WORK TO COMPLETE. Rewrite the stretch of the records from the start through the line containing "(121, 247), (168, 308)", swapping "wooden button" for "round button" and leaving everything else unchanged.

DATASET EXTRACT.

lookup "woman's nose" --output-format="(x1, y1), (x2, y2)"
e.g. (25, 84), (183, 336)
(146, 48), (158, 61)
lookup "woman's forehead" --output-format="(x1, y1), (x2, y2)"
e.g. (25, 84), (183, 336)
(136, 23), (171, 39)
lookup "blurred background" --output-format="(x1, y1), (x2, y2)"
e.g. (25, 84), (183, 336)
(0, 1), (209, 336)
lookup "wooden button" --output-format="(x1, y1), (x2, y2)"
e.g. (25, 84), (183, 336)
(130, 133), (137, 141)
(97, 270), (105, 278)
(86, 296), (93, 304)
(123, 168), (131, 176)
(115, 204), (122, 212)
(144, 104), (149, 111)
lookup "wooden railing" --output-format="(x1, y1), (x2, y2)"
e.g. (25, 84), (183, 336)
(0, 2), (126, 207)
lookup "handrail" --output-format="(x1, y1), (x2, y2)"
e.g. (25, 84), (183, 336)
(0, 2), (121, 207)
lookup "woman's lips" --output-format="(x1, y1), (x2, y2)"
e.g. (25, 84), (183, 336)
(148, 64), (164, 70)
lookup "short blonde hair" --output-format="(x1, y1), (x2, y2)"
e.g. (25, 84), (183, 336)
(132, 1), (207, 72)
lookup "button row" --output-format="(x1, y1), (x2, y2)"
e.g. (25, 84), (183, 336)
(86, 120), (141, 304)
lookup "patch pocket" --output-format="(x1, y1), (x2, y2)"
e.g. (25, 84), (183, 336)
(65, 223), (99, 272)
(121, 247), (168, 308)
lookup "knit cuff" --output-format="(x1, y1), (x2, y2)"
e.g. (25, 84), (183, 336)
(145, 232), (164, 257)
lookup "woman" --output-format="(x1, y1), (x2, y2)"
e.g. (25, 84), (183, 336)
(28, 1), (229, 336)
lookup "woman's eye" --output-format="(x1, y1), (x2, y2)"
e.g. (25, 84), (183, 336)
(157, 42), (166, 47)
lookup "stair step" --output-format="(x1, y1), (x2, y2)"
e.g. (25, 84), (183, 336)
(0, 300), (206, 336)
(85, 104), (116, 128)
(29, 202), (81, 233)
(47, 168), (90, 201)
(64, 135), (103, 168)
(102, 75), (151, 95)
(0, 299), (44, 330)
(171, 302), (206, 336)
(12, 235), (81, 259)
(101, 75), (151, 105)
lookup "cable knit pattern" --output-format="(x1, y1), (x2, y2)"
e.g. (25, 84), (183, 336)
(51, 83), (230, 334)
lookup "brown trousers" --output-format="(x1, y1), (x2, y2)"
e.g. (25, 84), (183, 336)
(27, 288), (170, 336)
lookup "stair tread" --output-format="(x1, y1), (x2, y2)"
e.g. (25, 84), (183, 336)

ANSWER FOR THIS EXERCISE.
lookup "woman's nose" --output-format="(x1, y1), (x2, y2)"
e.g. (25, 84), (183, 336)
(146, 48), (158, 61)
lookup "woman's forehead" --output-format="(x1, y1), (x2, y2)"
e.g. (25, 84), (183, 336)
(136, 23), (171, 39)
lookup "blurred background" --output-format="(x1, y1), (x2, y2)"
e.g. (25, 84), (183, 336)
(0, 1), (209, 336)
lookup "round button" --output-format="(x1, y1), (x2, y2)"
e.g. (25, 84), (183, 336)
(130, 133), (137, 141)
(97, 270), (105, 278)
(86, 296), (93, 304)
(123, 168), (131, 176)
(115, 204), (122, 212)
(144, 104), (149, 111)
lookup "wooden railing" --output-format="(x1, y1), (x2, y2)"
e.g. (25, 84), (183, 336)
(0, 2), (126, 207)
lookup "handrail" --output-format="(x1, y1), (x2, y2)"
e.g. (25, 84), (183, 336)
(0, 2), (121, 207)
lookup "woman's lips" --output-format="(x1, y1), (x2, y2)"
e.g. (25, 84), (183, 336)
(148, 64), (164, 70)
lookup "short blonde hair" --output-format="(x1, y1), (x2, y2)"
e.g. (25, 84), (183, 336)
(132, 1), (207, 72)
lookup "button row" --output-format="(x1, y1), (x2, y2)"
e.g. (25, 84), (183, 336)
(86, 120), (141, 304)
lookup "patch pocket" --output-format="(x1, y1), (x2, y2)"
e.g. (25, 84), (183, 336)
(65, 223), (99, 272)
(121, 247), (168, 308)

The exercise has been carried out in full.